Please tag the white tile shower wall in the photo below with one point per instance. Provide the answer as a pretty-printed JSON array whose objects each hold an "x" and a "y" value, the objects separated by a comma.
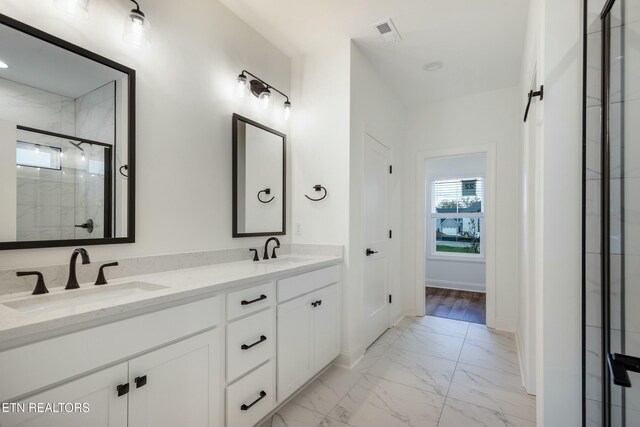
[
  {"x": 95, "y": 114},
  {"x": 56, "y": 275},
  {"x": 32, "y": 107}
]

═══

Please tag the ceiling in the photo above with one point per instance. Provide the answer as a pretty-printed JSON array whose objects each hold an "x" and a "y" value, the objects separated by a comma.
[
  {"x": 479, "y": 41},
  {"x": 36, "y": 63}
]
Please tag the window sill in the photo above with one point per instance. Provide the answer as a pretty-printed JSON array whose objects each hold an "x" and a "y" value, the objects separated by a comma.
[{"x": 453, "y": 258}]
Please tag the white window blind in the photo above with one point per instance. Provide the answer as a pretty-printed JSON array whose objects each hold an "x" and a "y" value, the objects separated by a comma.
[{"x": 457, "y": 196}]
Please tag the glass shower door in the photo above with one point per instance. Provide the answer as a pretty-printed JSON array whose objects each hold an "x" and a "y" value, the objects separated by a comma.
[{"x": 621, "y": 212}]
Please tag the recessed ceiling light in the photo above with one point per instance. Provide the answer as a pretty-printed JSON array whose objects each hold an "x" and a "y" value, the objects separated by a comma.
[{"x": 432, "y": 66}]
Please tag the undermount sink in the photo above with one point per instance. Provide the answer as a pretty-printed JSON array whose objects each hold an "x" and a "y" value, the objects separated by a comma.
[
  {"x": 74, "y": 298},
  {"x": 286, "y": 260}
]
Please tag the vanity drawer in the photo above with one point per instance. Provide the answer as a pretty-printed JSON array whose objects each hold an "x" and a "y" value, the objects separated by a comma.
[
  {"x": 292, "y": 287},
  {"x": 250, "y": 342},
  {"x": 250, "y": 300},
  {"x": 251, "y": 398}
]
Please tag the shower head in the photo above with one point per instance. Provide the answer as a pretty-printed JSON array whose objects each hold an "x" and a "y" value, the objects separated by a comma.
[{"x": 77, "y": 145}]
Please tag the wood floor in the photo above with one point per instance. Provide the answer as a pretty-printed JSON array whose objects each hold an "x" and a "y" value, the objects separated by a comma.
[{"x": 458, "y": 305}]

═══

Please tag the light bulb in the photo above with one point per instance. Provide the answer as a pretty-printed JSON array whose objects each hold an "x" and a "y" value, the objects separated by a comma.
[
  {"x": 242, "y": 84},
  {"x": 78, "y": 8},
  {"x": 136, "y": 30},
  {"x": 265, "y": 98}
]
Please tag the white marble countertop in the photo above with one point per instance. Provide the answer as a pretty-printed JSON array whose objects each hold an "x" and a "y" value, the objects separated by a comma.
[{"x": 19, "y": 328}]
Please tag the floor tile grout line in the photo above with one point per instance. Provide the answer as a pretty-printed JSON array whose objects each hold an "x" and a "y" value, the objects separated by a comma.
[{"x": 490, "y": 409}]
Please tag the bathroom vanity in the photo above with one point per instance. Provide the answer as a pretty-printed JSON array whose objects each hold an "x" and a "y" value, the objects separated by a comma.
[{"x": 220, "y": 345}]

═══

List every line in the rows above that contains the string "ceiling". Matches are case-sensitive.

- FINAL RESULT -
Please tag the ceiling in the photo above with one point per instance. Provide the answer as a pretty-printed JSON array whose objects each hold an "x" and a "y" value, the objects separated by a comma.
Please tag the recessed ceiling light in the photo above with one point per instance. Provide the answer as a pretty-printed JSON array whose objects each hold an "x" and a "y" value, the objects separated by a comma.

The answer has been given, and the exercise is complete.